## RAW DATA
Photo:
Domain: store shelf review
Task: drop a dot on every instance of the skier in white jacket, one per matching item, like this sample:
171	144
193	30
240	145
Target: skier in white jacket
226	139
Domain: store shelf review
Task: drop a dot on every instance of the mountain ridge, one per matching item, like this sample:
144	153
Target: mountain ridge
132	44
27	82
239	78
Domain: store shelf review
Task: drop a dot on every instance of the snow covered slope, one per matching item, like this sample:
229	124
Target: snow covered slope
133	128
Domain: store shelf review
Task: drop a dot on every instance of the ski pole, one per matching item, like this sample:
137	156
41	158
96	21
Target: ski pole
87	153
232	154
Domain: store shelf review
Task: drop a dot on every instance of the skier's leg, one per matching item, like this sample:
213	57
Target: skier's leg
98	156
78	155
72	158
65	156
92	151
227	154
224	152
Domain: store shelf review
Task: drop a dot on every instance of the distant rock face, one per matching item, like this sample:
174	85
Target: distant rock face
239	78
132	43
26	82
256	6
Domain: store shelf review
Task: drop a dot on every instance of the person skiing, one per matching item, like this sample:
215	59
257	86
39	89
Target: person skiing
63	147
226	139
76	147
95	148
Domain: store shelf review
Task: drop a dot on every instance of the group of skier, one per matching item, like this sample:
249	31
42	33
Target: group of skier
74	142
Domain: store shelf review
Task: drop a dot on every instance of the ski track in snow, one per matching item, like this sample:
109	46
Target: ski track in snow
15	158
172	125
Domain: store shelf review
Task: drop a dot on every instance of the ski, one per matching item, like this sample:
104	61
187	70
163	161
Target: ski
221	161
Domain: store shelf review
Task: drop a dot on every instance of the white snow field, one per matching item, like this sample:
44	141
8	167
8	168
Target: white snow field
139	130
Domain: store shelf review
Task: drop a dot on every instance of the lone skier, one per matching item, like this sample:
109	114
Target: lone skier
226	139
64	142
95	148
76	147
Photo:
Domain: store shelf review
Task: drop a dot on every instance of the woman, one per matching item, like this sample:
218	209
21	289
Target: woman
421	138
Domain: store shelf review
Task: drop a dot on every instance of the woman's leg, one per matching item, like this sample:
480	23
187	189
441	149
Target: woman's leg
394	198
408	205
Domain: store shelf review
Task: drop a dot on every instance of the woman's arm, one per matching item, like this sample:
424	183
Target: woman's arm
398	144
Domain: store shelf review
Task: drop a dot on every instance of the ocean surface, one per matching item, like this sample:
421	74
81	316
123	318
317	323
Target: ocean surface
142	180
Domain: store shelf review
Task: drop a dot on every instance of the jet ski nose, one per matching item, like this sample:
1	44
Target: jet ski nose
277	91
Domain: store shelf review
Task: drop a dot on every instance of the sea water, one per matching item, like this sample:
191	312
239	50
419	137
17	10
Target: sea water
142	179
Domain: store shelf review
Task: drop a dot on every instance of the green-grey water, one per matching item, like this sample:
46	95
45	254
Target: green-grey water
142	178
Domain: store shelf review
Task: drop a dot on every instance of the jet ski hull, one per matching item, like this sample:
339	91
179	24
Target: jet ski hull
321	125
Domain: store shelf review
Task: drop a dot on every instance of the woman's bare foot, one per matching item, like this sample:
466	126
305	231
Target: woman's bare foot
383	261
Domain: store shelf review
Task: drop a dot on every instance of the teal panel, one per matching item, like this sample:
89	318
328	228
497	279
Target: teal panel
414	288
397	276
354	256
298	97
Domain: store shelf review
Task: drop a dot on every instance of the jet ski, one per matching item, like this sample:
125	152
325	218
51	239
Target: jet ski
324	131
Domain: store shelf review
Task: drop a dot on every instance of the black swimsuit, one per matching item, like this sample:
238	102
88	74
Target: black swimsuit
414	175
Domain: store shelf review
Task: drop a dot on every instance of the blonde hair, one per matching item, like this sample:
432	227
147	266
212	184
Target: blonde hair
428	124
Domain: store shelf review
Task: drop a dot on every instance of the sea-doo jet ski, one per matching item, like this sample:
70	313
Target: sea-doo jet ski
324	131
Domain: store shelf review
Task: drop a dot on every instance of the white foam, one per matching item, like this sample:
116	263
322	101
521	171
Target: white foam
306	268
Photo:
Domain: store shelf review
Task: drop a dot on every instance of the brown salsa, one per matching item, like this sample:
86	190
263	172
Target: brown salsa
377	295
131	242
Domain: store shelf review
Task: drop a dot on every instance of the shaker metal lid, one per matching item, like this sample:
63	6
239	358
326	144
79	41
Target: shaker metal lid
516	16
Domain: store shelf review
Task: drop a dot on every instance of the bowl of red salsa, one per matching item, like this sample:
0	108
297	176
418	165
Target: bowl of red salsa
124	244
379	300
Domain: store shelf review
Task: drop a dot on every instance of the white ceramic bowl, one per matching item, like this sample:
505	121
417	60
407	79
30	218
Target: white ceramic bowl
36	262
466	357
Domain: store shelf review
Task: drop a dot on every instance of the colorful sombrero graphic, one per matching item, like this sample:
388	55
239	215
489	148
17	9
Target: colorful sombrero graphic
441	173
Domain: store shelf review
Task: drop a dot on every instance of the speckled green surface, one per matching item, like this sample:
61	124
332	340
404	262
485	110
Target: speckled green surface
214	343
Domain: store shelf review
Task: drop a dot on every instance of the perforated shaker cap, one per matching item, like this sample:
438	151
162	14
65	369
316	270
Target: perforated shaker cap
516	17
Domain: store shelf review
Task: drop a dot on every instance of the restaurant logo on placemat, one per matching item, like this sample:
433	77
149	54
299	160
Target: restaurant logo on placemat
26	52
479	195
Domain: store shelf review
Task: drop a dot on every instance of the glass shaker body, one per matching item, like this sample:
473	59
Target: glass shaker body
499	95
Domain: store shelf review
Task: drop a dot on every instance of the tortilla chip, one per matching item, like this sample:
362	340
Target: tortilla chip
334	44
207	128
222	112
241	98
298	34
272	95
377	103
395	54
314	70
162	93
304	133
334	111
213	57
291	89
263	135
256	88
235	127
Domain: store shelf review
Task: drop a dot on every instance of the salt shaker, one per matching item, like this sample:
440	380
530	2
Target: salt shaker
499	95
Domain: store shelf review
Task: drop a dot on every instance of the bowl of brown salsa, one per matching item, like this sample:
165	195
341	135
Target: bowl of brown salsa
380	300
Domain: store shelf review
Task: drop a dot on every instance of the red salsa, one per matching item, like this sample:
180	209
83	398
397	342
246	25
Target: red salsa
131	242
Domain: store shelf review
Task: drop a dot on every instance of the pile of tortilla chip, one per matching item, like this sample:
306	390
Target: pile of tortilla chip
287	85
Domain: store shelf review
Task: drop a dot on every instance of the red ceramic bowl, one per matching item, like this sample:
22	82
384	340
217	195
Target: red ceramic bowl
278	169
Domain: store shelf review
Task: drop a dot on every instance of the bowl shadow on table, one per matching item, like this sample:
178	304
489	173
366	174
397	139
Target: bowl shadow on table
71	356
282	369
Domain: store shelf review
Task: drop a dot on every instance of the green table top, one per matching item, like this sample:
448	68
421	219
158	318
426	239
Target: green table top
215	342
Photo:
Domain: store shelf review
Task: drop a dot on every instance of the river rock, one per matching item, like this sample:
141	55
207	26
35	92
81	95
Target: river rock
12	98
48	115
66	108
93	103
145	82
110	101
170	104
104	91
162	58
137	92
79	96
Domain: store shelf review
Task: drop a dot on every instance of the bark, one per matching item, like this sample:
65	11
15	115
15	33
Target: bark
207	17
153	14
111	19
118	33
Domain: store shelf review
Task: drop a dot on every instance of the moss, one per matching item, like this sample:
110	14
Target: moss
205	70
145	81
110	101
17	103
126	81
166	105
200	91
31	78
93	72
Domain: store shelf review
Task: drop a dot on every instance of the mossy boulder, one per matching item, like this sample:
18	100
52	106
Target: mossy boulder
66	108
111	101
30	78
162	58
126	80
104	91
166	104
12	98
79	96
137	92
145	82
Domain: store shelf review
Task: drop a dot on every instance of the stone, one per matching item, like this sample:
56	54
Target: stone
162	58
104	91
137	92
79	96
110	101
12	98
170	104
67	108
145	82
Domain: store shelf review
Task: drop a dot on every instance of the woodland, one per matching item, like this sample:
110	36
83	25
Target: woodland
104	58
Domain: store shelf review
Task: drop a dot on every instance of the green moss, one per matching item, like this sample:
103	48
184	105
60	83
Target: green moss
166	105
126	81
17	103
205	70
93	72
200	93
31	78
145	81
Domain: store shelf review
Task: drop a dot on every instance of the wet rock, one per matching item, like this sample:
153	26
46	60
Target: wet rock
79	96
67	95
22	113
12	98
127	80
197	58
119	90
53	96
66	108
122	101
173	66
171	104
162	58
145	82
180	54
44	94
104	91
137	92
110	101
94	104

## GIVEN EXERCISE
Display every line of the data above that contains the string "foot".

## SOLUTION FOR THIS TASK
Task: drop a dot on every instance of the woman's bare foot, one per matching item, like this sample:
Target: woman's bare foot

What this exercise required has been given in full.